--- SOURCE DOCUMENT ---

Skip to main content

Data from: DNA barcoding identifies cryptic animal tool materials

Cite this dataset

Neaves, Linda et al. (2021). Data from: DNA barcoding identifies cryptic animal tool materials [Dataset]. Dryad.


Some animals fashion tools and other constructions out of plant materials to aid foraging, reproduction, self-maintenance, and protection. The choice of raw materials can affect the structure and mechanical properties of the resulting artefacts, with significant fitness consequences. Documenting animals’ material preferences is challenging, however, as manufacture behaviour is often difficult to observe directly, and materials may be processed so heavily that they lack identifying features. Here, we use DNA barcoding techniques to identify, from just a few recovered tool specimens, the plant species New Caledonian crows (Corvus moneduloides) use for crafting elaborate hooked stick tools in one of our long-term study populations. The method succeeded where extensive fieldwork using conventional approaches had failed, including targeted observations, radio-tracking, bird-mounted video-cameras, and behavioural experiments with wild and temporarily captive subjects. We believe that DNA barcoding will prove useful for investigating many other tool and construction behaviours, helping to unlock significant research potential across a wide range of study systems.


In May 2018, seven crow tools collected at site-3, New Caledonia between 2016 and 2017 were subsampled, two subsamples were taken from each tool, and these were homogenized in 2 ml tubes with two tungsten beads using the FastPrep-24™ 5G Benchtop Homogenizer for up to one minute, or with QIAGEN Tissuelyser II for 6 minutes at 25 Hz. DNA extraction then proceeded according to the DNeasy Plant Mini Kit (QIAGEN, Manchester UK), except the lysis step was extended to 60 minutes.

---

_WHAT THE TASK REQUIRES_: Can you duplicate the passage of the crow tool dataset page starting with "In May 2018, seven" and going on through "to 60 minutes."? You won't need the listing for this.

--- DATA EXCERPTS ---

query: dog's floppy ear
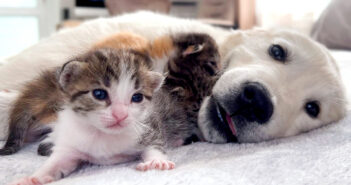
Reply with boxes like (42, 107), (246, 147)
(58, 60), (87, 90)
(182, 44), (205, 57)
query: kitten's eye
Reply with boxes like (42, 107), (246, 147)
(268, 44), (286, 62)
(210, 61), (217, 66)
(305, 101), (320, 118)
(93, 89), (108, 100)
(132, 93), (144, 103)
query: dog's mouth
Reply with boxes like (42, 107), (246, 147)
(216, 99), (237, 137)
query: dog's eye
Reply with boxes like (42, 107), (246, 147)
(268, 44), (286, 62)
(305, 101), (320, 118)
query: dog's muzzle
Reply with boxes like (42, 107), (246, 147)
(210, 82), (273, 142)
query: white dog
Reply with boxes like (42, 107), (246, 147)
(0, 12), (346, 143)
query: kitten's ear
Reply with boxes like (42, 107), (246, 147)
(148, 71), (165, 92)
(182, 44), (205, 57)
(58, 60), (86, 89)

---

_SOLUTION_:
In May 2018, seven crow tools collected at site-3, New Caledonia between 2016 and 2017 were subsampled, two subsamples were taken from each tool, and these were homogenized in 2 ml tubes with two tungsten beads using the FastPrep-24™ 5G Benchtop Homogenizer for up to one minute, or with QIAGEN Tissuelyser II for 6 minutes at 25 Hz. DNA extraction then proceeded according to the DNeasy Plant Mini Kit (QIAGEN, Manchester UK), except the lysis step was extended to 60 minutes.